Rows:
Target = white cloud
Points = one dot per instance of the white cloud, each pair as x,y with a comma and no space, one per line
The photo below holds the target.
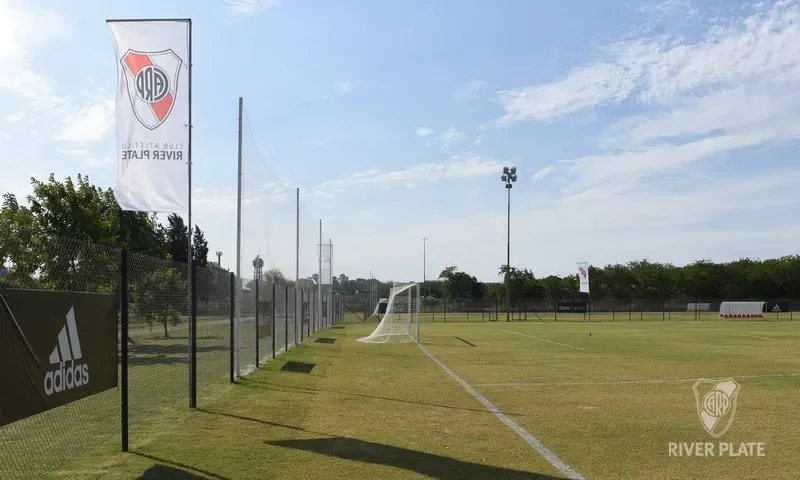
424,131
763,46
543,172
452,136
412,176
91,124
344,86
15,117
250,7
468,91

Task brief: Using the records above, output their complete text exactly, minus any images.

The reply:
Target = white cloud
Points = one dot per instance of the white cloud, each pair as x,y with a comma and no space, one per line
The photo below holds the target.
424,131
763,46
543,172
452,136
412,176
91,124
344,86
15,117
250,7
468,91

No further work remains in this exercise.